(Excerpts of pointing data)
* begin *

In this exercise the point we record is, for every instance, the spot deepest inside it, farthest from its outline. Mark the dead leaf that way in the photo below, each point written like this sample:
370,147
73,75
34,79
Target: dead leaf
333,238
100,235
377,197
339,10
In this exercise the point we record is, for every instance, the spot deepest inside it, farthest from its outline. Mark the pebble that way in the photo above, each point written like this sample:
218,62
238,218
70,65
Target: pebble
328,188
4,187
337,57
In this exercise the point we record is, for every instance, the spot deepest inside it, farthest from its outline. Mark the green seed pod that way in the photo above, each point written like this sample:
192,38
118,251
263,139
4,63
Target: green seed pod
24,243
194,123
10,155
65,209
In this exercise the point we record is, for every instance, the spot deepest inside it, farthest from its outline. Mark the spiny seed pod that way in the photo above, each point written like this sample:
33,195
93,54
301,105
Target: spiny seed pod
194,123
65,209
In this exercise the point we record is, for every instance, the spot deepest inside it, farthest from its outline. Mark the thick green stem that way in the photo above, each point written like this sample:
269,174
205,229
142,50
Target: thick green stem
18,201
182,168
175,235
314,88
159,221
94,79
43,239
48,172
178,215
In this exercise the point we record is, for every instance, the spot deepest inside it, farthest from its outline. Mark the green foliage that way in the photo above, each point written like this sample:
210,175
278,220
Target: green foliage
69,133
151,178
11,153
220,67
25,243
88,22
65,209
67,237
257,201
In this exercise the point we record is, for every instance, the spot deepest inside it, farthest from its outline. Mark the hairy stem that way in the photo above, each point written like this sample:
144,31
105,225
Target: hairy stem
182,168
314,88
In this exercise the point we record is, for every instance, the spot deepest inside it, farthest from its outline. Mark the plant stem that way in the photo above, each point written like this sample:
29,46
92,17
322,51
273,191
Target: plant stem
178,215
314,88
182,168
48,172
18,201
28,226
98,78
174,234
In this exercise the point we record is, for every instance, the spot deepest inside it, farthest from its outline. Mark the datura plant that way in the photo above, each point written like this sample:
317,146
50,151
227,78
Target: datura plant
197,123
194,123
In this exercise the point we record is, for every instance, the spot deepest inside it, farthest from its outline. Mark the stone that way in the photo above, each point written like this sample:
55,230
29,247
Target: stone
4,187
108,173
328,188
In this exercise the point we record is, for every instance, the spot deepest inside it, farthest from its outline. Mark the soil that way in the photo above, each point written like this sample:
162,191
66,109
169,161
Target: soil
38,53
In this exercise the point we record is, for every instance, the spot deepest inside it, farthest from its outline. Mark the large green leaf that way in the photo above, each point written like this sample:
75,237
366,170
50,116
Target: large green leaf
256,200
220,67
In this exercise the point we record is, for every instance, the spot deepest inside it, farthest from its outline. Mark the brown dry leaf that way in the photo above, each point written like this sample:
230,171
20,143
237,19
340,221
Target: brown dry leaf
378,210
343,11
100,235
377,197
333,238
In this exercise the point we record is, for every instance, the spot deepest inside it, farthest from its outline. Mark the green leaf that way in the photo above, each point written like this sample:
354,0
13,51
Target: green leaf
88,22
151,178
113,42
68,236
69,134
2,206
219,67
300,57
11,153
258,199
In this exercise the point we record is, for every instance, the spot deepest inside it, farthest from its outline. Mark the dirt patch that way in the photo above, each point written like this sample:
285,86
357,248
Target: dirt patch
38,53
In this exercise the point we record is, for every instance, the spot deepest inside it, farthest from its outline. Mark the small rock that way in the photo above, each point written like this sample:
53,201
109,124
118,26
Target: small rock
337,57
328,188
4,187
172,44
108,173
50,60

* end *

Set problem:
Please copy the stretch from the line containing "Mark the dirt" through the end of the material, swapping "small rock" for "small stone" and leaving everything else as it is.

Complete answer:
In this exercise the point we record is, for every instance, the spot deepest inside it, farthest from its outline. Mark the dirt patch that way in the photo above, each point written like this sample:
285,86
357,248
Target: dirt patch
38,53
In this exercise the point we record is, for every instance, the spot deepest inside it, farthest from its outline. Mark the small stone that way in the photo above, each point written like this sample:
53,201
109,124
118,26
Target: small stone
337,57
328,188
4,187
172,44
108,173
50,60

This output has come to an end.